** Start Supplied material **
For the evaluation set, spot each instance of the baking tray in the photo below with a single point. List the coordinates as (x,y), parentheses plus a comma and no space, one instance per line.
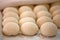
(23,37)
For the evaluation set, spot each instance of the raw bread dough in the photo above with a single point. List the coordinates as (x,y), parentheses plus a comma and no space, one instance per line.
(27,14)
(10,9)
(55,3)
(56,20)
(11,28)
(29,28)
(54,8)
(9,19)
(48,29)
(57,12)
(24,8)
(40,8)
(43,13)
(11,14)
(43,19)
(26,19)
** End Supplied material **
** Start Supplied material **
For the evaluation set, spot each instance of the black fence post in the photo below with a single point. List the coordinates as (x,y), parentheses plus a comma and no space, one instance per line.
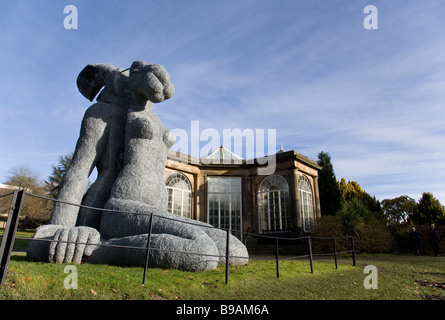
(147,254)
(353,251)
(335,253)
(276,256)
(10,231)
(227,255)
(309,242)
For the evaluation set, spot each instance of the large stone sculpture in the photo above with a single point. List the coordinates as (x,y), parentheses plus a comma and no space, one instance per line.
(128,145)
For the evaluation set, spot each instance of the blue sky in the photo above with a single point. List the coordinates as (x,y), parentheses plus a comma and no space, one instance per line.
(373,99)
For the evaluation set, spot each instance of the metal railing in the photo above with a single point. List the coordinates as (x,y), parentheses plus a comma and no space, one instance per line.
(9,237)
** End Supplied material **
Aim of the task: How many of the rows contain the string "below"? Case counts. Reply with only the number.

Response to this exercise: 2